> Provided passage
^^^^^^^^

SMITHTOWN, N.Y. (AP) - In the market for new designer eyewear this Independence Day? Look no further than Wize Eyes on Long Island. "So Proudly We Hail," the chain advertised this week, "With Fashion Eyewear ... At Half The Price."
Perhaps Competition Subaru of Smithtown's flag-themed "July 4th Blast of Savings SALES EVENT" is more up your alley this year. Or possibly you need some last-minute hot dogs for your Fourth of July cookout? Don't miss the Dietz & Watson "Grill-a-bration."
Look around, and one truth seems kind of self-evident. If you arrived in America with entirely fresh eyes, it would be easy to conclude that the summer's day on which we celebrate our hard-won independence from England is merely a pause to blow up some colorful explosives, cook some meat over an open flame and get some good deals on major appliances. And, of course, drink beer.
But that can't be all there is. Can it?

^^^^^^^^

> The data
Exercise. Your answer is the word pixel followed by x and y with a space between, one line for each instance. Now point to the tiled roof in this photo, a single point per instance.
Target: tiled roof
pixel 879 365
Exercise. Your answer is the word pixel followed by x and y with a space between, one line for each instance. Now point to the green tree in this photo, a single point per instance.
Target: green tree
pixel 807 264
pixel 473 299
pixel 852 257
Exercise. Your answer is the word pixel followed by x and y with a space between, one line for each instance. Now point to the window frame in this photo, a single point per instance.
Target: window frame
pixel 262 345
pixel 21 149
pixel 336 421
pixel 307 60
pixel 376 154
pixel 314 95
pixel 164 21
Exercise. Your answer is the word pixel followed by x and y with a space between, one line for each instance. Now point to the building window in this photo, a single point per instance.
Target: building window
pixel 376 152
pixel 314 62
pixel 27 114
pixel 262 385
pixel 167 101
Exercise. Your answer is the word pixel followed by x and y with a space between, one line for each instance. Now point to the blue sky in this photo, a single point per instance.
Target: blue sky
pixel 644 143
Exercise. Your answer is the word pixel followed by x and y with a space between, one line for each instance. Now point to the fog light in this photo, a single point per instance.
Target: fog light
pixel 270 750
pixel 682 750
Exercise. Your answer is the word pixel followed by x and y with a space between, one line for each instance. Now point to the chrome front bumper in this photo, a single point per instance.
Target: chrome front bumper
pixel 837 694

^^^^^^^^

> Questions
1/ For the article on Fourth of July sales, answer yes or no to whether each statement agrees with it, and quote the deciding words: (a) Wize Eyes advertised fashion eyewear at half the price. (b) The Dietz & Watson promotion was called a "July 4th Blast of Savings SALES EVENT." (c) The holiday marks independence won from England.
2/ From the article on Fourth of July sales, pull out the passage from "SMITHTOWN, N.Y. (AP)" to "course, drink beer.", word for word.
The material plays no part in what comes next.

> Expected responses
1/
(a) Yes: "With Fashion Eyewear ... At Half The Price."
(b) No: "Don't miss the Dietz & Watson "Grill-a-bration.""
(c) Yes: "our hard-won independence from England"

2/
SMITHTOWN, N.Y. (AP) - In the market for new designer eyewear this Independence Day? Look no further than Wize Eyes on Long Island. "So Proudly We Hail," the chain advertised this week, "With Fashion Eyewear ... At Half The Price."
Perhaps Competition Subaru of Smithtown's flag-themed "July 4th Blast of Savings SALES EVENT" is more up your alley this year. Or possibly you need some last-minute hot dogs for your Fourth of July cookout? Don't miss the Dietz & Watson "Grill-a-bration."
Look around, and one truth seems kind of self-evident. If you arrived in America with entirely fresh eyes, it would be easy to conclude that the summer's day on which we celebrate our hard-won independence from England is merely a pause to blow up some colorful explosives, cook some meat over an open flame and get some good deals on major appliances. And, of course, drink beer.